> _TASK BRIEF_
In the listing, from the line containing "348L184 342L179 340L152" through the line containing "positive clicks: (140, 340)", both included, substitute "coarse mask" for "rough mask" and give back only those lines with nothing else changed.

> _Stored records_
○ ○ ○

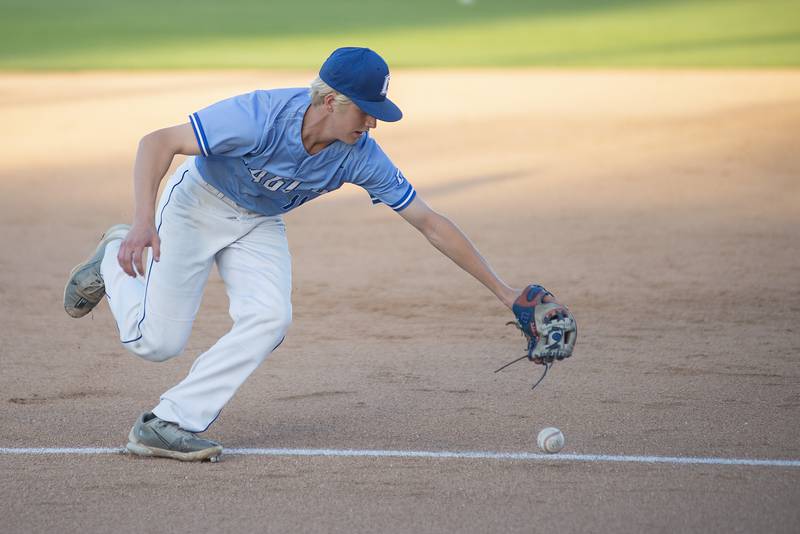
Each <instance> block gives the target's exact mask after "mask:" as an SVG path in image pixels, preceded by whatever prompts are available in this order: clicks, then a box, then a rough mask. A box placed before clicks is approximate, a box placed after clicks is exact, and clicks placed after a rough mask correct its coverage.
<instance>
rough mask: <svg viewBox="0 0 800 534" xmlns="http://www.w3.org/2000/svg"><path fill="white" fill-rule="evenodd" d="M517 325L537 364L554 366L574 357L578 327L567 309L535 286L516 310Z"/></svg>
mask: <svg viewBox="0 0 800 534" xmlns="http://www.w3.org/2000/svg"><path fill="white" fill-rule="evenodd" d="M511 309H512V311H513V312H514V316H515V317H516V321H512V323H511V324H515V325H516V326H517V328H519V329H520V330H521V331H522V333H523V335H524V336H525V337H526V338H527V340H528V347H527V356H528V359H529V360H531V361H533V362H534V363H539V364H550V363H552V362H553V361H554V360H563V359H564V358H569V357H570V356H571V355H572V351H573V349H574V348H575V341H576V340H577V338H578V325H577V323H576V322H575V318H574V317H573V316H572V313H570V311H569V310H568V309H567V307H566V306H564V305H562V304H559V303H558V302H557V301H556V298H555V297H554V296H553V294H552V293H550V292H549V291H547V290H546V289H545V288H543V287H542V286H539V285H535V284H531V285H529V286H528V287H526V288H525V289H524V290H523V291H522V293H521V294H520V295H519V296H518V297H517V299H516V300H515V301H514V304H513V306H512V308H511Z"/></svg>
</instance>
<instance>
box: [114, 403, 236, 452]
mask: <svg viewBox="0 0 800 534" xmlns="http://www.w3.org/2000/svg"><path fill="white" fill-rule="evenodd" d="M126 448H127V449H128V450H129V451H130V452H132V453H133V454H138V455H139V456H161V457H163V458H174V459H175V460H181V461H183V462H199V461H202V460H210V461H212V462H216V461H218V460H219V457H220V455H221V454H222V445H220V444H219V443H216V442H214V441H211V440H207V439H202V438H198V437H197V435H195V434H194V433H192V432H189V431H188V430H184V429H182V428H180V427H179V426H178V425H176V424H175V423H170V422H169V421H164V420H163V419H159V418H158V417H157V416H156V415H155V414H153V413H150V412H147V413H143V414H142V415H141V416H139V419H137V420H136V424H135V425H133V428H131V431H130V434H128V445H127V447H126Z"/></svg>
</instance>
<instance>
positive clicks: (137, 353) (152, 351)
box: [126, 338, 186, 362]
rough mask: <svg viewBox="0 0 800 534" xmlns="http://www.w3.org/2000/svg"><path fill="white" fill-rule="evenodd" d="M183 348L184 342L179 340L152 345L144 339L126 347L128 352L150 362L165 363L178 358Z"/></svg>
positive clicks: (140, 340)
mask: <svg viewBox="0 0 800 534" xmlns="http://www.w3.org/2000/svg"><path fill="white" fill-rule="evenodd" d="M185 346H186V343H185V341H184V340H181V339H169V340H162V341H160V342H158V343H152V342H148V341H147V340H145V338H142V339H140V340H138V341H135V342H133V343H129V344H127V345H126V347H127V348H128V350H129V351H131V352H132V353H134V354H135V355H137V356H139V357H140V358H142V359H145V360H148V361H151V362H165V361H167V360H170V359H172V358H174V357H176V356H179V355H180V354H181V353H182V352H183V349H184V347H185Z"/></svg>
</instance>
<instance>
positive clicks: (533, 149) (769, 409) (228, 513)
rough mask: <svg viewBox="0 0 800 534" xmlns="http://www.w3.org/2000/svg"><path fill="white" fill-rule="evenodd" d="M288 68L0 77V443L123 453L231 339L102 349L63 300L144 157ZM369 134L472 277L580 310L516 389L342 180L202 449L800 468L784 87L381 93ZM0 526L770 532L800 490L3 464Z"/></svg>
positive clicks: (233, 464)
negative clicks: (581, 455)
mask: <svg viewBox="0 0 800 534" xmlns="http://www.w3.org/2000/svg"><path fill="white" fill-rule="evenodd" d="M311 77H312V73H311V72H301V73H296V72H295V73H275V72H214V73H183V74H163V73H137V74H132V73H83V74H42V75H32V74H31V75H29V74H16V75H15V74H4V75H1V76H0V118H1V119H2V125H3V128H2V129H0V146H2V158H1V159H0V191H2V195H0V245H2V250H3V252H2V253H1V254H0V298H1V299H2V302H3V303H4V305H5V309H6V313H5V317H4V320H3V321H2V322H0V356H1V357H2V360H1V361H0V365H1V366H2V374H0V390H1V391H2V397H0V428H1V429H2V433H1V434H0V447H89V446H92V447H119V446H122V445H124V442H125V437H126V435H127V432H128V429H129V428H130V425H131V424H132V423H133V421H134V419H135V418H136V416H137V415H138V414H139V413H140V412H141V411H143V410H145V409H148V408H150V407H152V406H153V405H154V403H155V402H156V401H157V399H158V395H159V393H161V392H162V391H164V390H165V389H167V388H168V387H169V386H171V385H172V384H174V383H176V382H177V381H178V380H180V378H181V377H182V376H184V375H185V373H186V372H187V371H188V368H189V367H190V365H191V363H192V361H193V359H194V357H195V356H196V355H198V354H199V353H200V352H202V351H203V350H204V349H205V348H207V347H208V346H210V345H211V344H212V343H213V342H214V341H215V340H216V339H217V338H218V337H219V336H220V335H222V334H223V333H224V332H226V331H227V329H228V327H229V325H230V320H229V318H228V316H227V299H226V297H225V293H224V287H223V285H222V283H221V281H220V280H219V278H218V276H217V275H216V274H214V275H213V276H212V278H211V280H210V282H209V285H208V288H207V292H206V297H205V299H204V303H203V307H202V309H201V312H200V315H199V316H198V319H197V321H196V324H195V329H194V332H193V335H192V338H191V340H190V344H189V346H188V347H187V350H186V352H185V354H184V355H183V356H181V357H180V358H177V359H175V360H172V361H170V362H168V363H165V364H154V363H150V362H145V361H142V360H139V359H137V358H136V357H135V356H132V355H130V354H128V353H126V352H125V351H124V349H123V348H122V347H121V346H120V345H119V343H118V342H117V338H116V331H115V328H114V324H113V322H112V319H111V316H110V314H109V312H108V310H107V307H106V305H105V304H104V303H103V304H101V305H100V306H99V307H98V309H97V310H96V311H95V312H94V313H93V314H92V315H90V316H88V317H86V318H84V319H81V320H73V319H70V318H69V317H68V316H67V315H66V314H65V313H64V311H63V309H62V305H61V292H62V289H63V284H64V281H65V277H66V275H67V273H68V272H69V270H70V269H71V268H72V266H73V265H74V264H75V263H77V262H79V261H81V260H82V259H83V258H84V257H85V255H86V254H87V253H88V252H89V251H90V250H91V249H92V248H93V247H94V244H95V242H96V239H97V238H99V236H100V234H101V233H102V231H103V230H104V229H105V228H106V227H107V226H109V225H110V224H113V223H116V222H126V221H129V220H130V218H131V214H132V200H131V198H132V186H131V169H132V163H133V157H134V154H135V150H136V144H137V141H138V139H139V138H140V137H141V136H142V135H144V134H145V133H147V132H148V131H150V130H153V129H156V128H160V127H163V126H168V125H172V124H177V123H180V122H184V121H185V120H186V117H187V115H188V114H189V113H190V112H192V111H195V110H196V109H198V108H200V107H202V106H205V105H207V104H209V103H211V102H214V101H216V100H218V99H221V98H224V97H226V96H230V95H233V94H237V93H242V92H246V91H249V90H252V89H255V88H268V87H277V86H300V85H305V84H306V83H307V82H308V81H309V80H310V78H311ZM392 83H393V86H392V98H393V100H394V101H395V102H397V103H398V104H400V105H401V107H402V108H403V109H404V111H405V113H406V118H405V119H404V120H403V121H401V122H400V123H398V124H394V125H386V124H380V125H379V127H378V128H377V130H376V131H375V136H376V137H377V138H378V140H379V141H380V142H381V144H382V146H383V147H384V149H385V150H386V151H387V152H388V153H389V155H390V156H391V157H392V159H393V161H394V162H395V163H396V164H397V165H398V166H399V167H400V168H401V169H402V170H403V172H404V174H405V175H406V176H407V177H408V178H409V180H410V181H411V182H412V183H413V184H414V185H415V187H416V188H417V190H418V192H419V194H420V195H421V197H422V198H423V199H425V200H426V201H427V202H428V203H429V204H430V205H431V206H433V207H434V208H435V209H437V210H439V211H441V212H443V213H444V214H446V215H448V216H449V217H451V218H452V219H453V220H454V221H456V223H457V224H458V225H459V226H460V227H461V228H462V229H463V230H464V231H465V232H466V233H467V235H469V236H470V237H471V238H472V239H473V241H474V242H475V244H476V245H477V247H478V248H479V249H480V250H481V252H482V253H483V254H484V255H485V256H486V257H487V259H488V260H489V261H490V262H491V264H492V265H493V267H494V268H495V270H496V271H497V272H498V273H499V274H500V275H501V276H502V277H503V278H505V279H506V280H507V281H509V282H510V283H512V284H514V285H516V286H522V285H524V284H525V283H528V282H530V281H536V282H539V283H542V284H544V285H545V286H547V287H548V288H549V289H551V290H552V291H553V292H554V293H556V294H557V295H558V296H559V298H560V299H561V300H563V301H564V302H565V303H567V304H568V305H569V306H570V308H571V309H572V311H573V312H574V314H575V316H576V318H577V320H578V323H579V326H580V337H579V340H578V346H577V349H576V353H575V355H574V357H573V358H571V359H570V360H569V361H566V362H563V363H560V364H558V365H556V367H555V368H554V369H553V370H552V372H551V376H548V377H547V379H546V380H545V381H544V382H543V383H542V385H540V386H539V388H537V390H536V391H535V392H531V391H530V384H531V383H532V382H533V381H534V380H535V378H537V377H538V372H539V369H538V368H533V366H531V365H528V364H523V363H520V364H517V365H516V366H514V367H511V368H509V369H507V370H506V371H504V372H502V373H499V374H493V373H492V371H493V370H494V369H495V368H497V367H499V366H500V365H501V364H503V363H505V362H507V361H508V360H510V359H512V358H514V357H516V356H518V355H519V354H520V352H521V347H522V345H523V340H522V338H521V337H519V336H518V334H516V333H515V331H514V330H512V329H511V328H510V327H506V326H504V323H505V322H506V321H507V320H509V318H510V313H509V312H508V310H506V309H504V308H503V306H502V305H501V304H500V303H499V302H498V301H497V300H496V299H495V298H494V297H493V296H492V295H491V294H490V293H489V292H488V291H486V290H485V289H484V288H483V287H482V286H480V285H479V284H478V283H477V282H475V281H474V280H473V279H471V278H469V277H468V275H466V274H464V273H463V272H461V271H460V270H459V269H458V268H457V267H456V266H455V265H453V264H452V263H451V262H450V261H449V260H447V259H446V258H445V257H444V256H442V255H441V254H439V253H438V252H437V251H436V250H434V249H433V248H432V247H430V246H429V245H428V244H427V242H426V241H425V240H424V238H423V237H422V236H421V235H420V234H419V233H417V232H416V231H415V230H414V229H413V228H411V227H410V226H408V225H406V224H404V222H403V221H402V219H401V218H399V217H397V216H396V215H395V214H394V213H392V212H391V210H389V209H388V208H386V207H382V206H379V207H372V206H371V203H370V202H369V197H368V195H367V194H366V193H365V192H364V191H362V190H360V189H358V188H356V187H345V188H343V189H342V190H341V191H337V192H335V193H333V194H330V195H327V196H326V197H323V198H322V199H320V200H317V201H315V202H313V203H311V204H309V205H307V206H304V207H303V208H302V209H299V210H297V211H294V212H292V213H290V214H289V215H288V216H287V217H286V222H287V228H288V236H289V243H290V247H291V250H292V254H293V265H294V275H293V276H294V292H293V301H294V324H293V325H292V327H291V329H290V333H289V336H288V337H287V339H286V341H285V343H284V344H283V345H282V346H281V347H280V348H279V349H278V350H277V351H276V352H275V353H274V354H273V355H272V356H270V358H269V359H268V360H267V361H266V362H265V363H264V365H262V367H261V368H260V369H258V370H257V371H256V373H255V374H254V375H253V376H252V377H251V378H250V380H249V381H248V382H247V383H246V384H245V385H244V386H243V387H242V388H241V390H240V391H239V393H238V394H237V396H236V397H235V398H234V400H233V401H232V402H231V403H230V404H229V405H228V407H227V408H226V409H225V411H224V412H223V413H222V416H221V417H220V418H219V420H218V421H217V423H215V425H214V426H213V427H212V428H211V430H210V431H209V432H208V433H207V435H208V436H209V437H210V438H212V439H218V440H220V441H222V442H223V443H224V445H225V446H227V447H292V448H351V449H404V450H405V449H407V450H487V451H535V448H536V434H537V433H538V431H539V430H540V429H541V428H543V427H545V426H557V427H559V428H560V429H561V430H562V431H563V432H564V433H565V435H566V439H567V446H566V448H565V451H564V452H574V453H588V454H592V453H598V454H600V453H602V454H631V455H670V456H721V457H737V458H782V459H798V458H800V439H799V438H798V436H799V435H800V423H798V421H800V326H799V324H800V178H798V177H800V142H798V139H800V136H799V135H798V134H799V133H800V72H797V71H774V72H770V71H737V72H723V71H716V72H699V71H698V72H695V71H670V72H659V71H650V72H648V71H636V72H626V71H583V72H570V71H542V70H487V71H458V70H452V71H397V72H395V73H393V81H392ZM0 476H1V477H2V484H0V497H1V498H2V501H3V503H4V505H3V507H2V511H1V512H0V525H2V527H0V530H2V531H3V532H45V531H53V530H59V531H65V532H78V531H114V532H134V531H141V530H142V529H143V528H147V529H149V528H151V527H153V525H154V524H156V523H154V521H157V525H158V530H160V531H166V532H173V531H174V532H178V531H187V530H190V529H191V530H198V529H203V530H210V531H226V532H233V531H267V532H286V531H304V532H306V531H307V532H316V531H327V532H371V531H386V532H411V531H425V532H450V531H465V532H492V531H503V532H530V531H551V532H552V531H559V532H578V531H583V532H586V531H605V532H643V531H654V532H656V531H663V532H673V531H683V532H712V531H716V532H753V531H769V532H796V529H797V525H798V524H800V469H798V468H776V467H760V468H755V467H736V466H669V465H662V466H650V465H634V464H588V463H569V462H568V463H559V464H543V463H535V462H533V463H532V462H523V461H504V462H500V461H492V460H433V459H403V460H398V459H391V460H390V459H374V458H373V459H368V458H367V459H355V458H353V459H346V458H341V459H333V458H264V457H261V458H258V457H241V456H228V457H224V459H223V461H222V462H220V463H218V464H213V465H212V464H202V465H187V464H180V463H177V462H171V461H167V460H145V459H134V458H130V457H125V456H115V455H112V456H97V457H95V456H86V457H84V456H80V457H75V456H69V457H68V456H47V457H41V456H36V457H34V456H17V455H15V456H11V455H0Z"/></svg>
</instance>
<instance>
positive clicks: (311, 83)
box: [308, 76, 352, 106]
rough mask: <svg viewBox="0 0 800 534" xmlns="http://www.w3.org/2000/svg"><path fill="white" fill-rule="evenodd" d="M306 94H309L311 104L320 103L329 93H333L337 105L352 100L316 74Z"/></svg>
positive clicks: (321, 101) (316, 103) (344, 103)
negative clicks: (320, 77)
mask: <svg viewBox="0 0 800 534" xmlns="http://www.w3.org/2000/svg"><path fill="white" fill-rule="evenodd" d="M308 94H309V95H310V96H311V105H312V106H319V105H322V102H323V101H324V100H325V97H326V96H328V95H330V94H332V95H334V99H335V101H336V105H337V106H344V105H347V104H350V103H352V100H350V99H349V98H347V97H346V96H344V95H343V94H342V93H340V92H338V91H337V90H336V89H334V88H333V87H331V86H330V85H328V84H327V83H325V82H323V81H322V78H320V77H319V76H317V77H316V78H315V79H314V81H313V82H311V87H310V88H309V89H308Z"/></svg>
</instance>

○ ○ ○

> _EXERCISE RESULT_
coarse mask: <svg viewBox="0 0 800 534" xmlns="http://www.w3.org/2000/svg"><path fill="white" fill-rule="evenodd" d="M183 348L184 342L179 340L152 345L144 339L126 347L128 352L150 362L165 363L178 358Z"/></svg>
positive clicks: (140, 340)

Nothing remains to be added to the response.